-------- Quoted text --------
Based on our understanding of the formal structure in play, we have two reasonable contenders for the next letter in the sequence: ABAB or ABAC. If you predicted the latter, you’re feeling pretty pleased with yourself and your engagement with the sequence has deepened. If you predicted ABAB, you were wrong-footed but not in an outrageous way, and that doesn’t stop you from continuing to make a hypothesis about the next letter, based on the established rules and your evolving understanding of how they operate in this game. So if we show you that the next letter is

that’s not out of line with what we understand the formal rules to be, and so it continues.

That’s not to say that it’s not a valid option for artwork to fail to satisfy expectation, to play with expectation, or to go out of its way to confound expectation. That’s perfectly valid, as long as the viewer understands that this is part of the formal structure. If you’re watching a murder mystery and it turns out, with no prior indication in the narrative, that aliens did it, you’re within your rights to go straight to Rotten Tomatoes and excoriate that mess. That kind of left-field shot was not part of the cause-effect relationship established by the narrative. Some narratives, though, actively go out of their way to disorient the viewer, and this is actively part of the satisfaction of engaging with that form of artwork. 


Here’s a sequence from Un Chien Andalou, a surrealist short film directed by Luis Buñuel. That should set you up with some formal expectations right there – but just a warning for the squeamish; there’s a sequence very early in that’s just awful to watch. Just awful. You’ve been warned.
--------
* _Requirements_
Answer from the passage on formal structure and expectation:
(a) What are the two reasonable contenders for the next letter in the sequence?
(b) In the murder mystery example, who turns out to have done it with no prior indication?
(c) What kind of film is Un Chien Andalou, and who directed it?
The entries have nothing to do with the passage on formal structure and expectation.
-------- Recorded data --------
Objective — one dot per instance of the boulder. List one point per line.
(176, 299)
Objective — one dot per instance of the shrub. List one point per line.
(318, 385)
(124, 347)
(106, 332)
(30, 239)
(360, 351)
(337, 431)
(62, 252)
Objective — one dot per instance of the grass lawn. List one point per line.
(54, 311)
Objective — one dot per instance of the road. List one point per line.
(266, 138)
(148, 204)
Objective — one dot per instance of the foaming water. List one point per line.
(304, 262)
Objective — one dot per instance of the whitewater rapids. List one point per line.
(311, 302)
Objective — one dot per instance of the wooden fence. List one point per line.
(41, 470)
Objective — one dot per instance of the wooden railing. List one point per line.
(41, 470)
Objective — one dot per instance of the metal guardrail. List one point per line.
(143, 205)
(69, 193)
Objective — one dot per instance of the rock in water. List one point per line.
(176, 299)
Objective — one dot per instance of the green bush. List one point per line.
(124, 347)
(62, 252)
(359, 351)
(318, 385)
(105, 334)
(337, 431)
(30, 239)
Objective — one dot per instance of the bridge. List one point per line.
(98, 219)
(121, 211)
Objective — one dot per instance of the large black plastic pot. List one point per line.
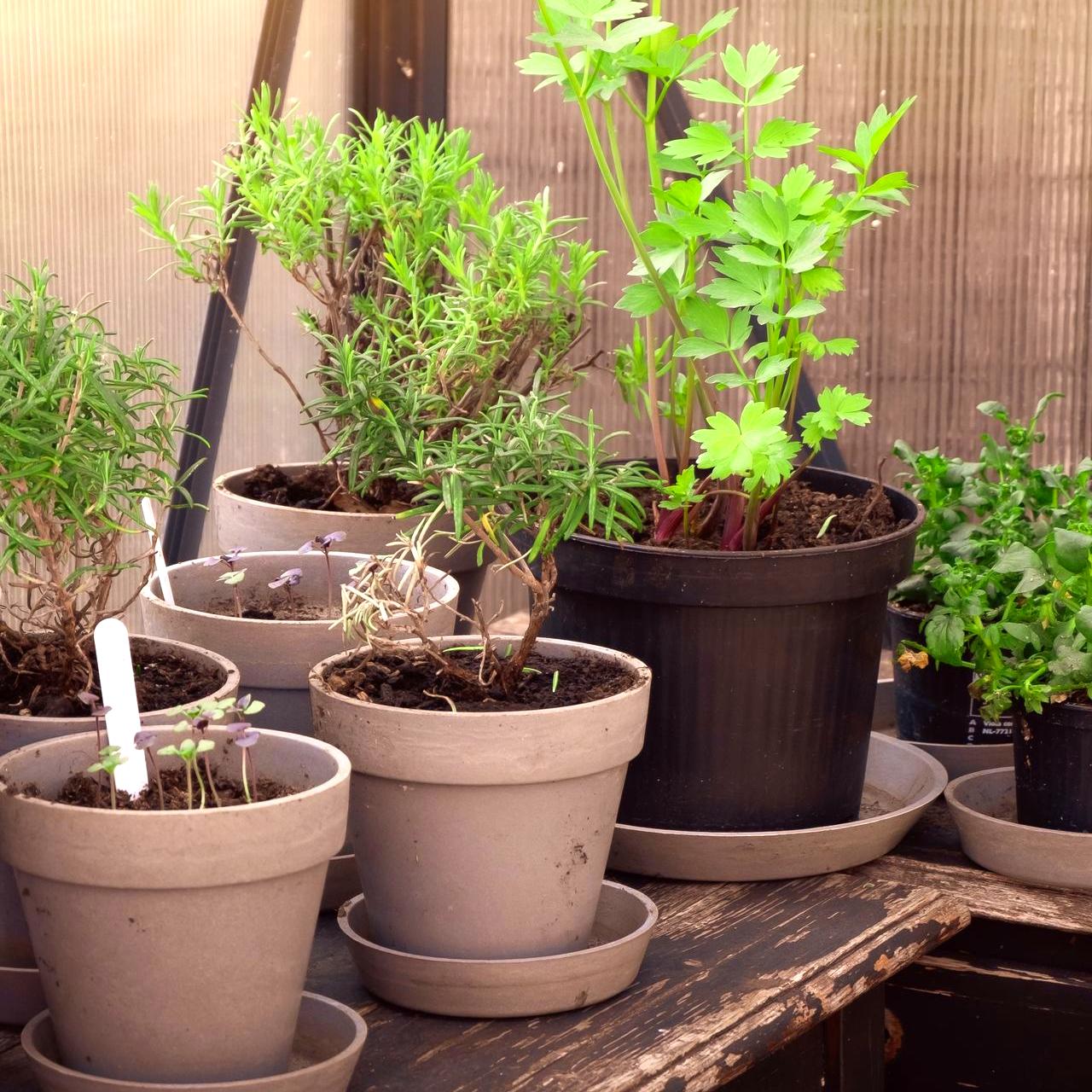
(1054, 767)
(764, 669)
(932, 705)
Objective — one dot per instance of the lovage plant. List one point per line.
(88, 432)
(518, 480)
(709, 271)
(428, 295)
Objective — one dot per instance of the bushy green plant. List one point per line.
(711, 269)
(518, 480)
(88, 430)
(1002, 566)
(429, 296)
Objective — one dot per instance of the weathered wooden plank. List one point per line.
(733, 973)
(931, 857)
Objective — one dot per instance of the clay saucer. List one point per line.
(900, 783)
(510, 987)
(328, 1041)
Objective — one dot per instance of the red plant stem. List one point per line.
(667, 526)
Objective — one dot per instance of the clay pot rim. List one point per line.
(150, 591)
(316, 679)
(219, 485)
(346, 912)
(30, 1034)
(230, 685)
(342, 772)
--------
* _Response for this exercise_
(a) ABAB or ABAC.
(b) Aliens.
(c) A surrealist short film, directed by Luis Buñuel.